▶ [What is asked]: Could you copy every line again, requests included, starting with the line with "Drop a point on every instance of the reflected" and going on through the end of the records, raising each coordinate in the answer points by 127 (but not the numbers in the requests or their format samples) and leaving out the pictures?

▶ [Provided records]:
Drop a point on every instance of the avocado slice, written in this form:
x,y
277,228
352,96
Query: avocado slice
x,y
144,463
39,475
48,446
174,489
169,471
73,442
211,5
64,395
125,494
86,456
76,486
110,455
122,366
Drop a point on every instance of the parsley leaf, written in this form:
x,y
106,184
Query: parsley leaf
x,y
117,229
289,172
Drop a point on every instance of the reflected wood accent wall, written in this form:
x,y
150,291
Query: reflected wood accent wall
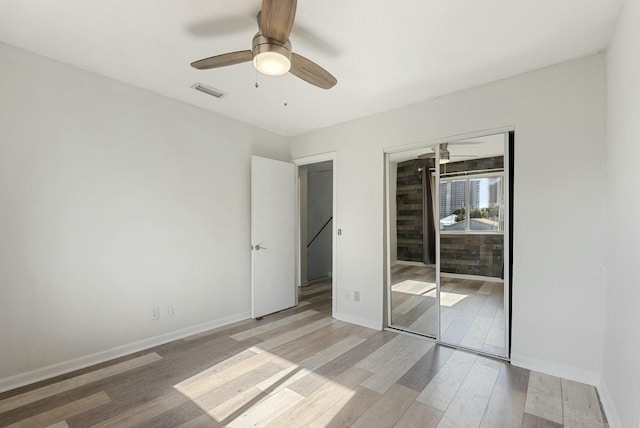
x,y
472,254
409,206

▶ [Complete answer]:
Drop a point on every instance of the reflected wood accent wall, written in this form:
x,y
150,291
Query: reflected wood accent wall
x,y
599,381
536,333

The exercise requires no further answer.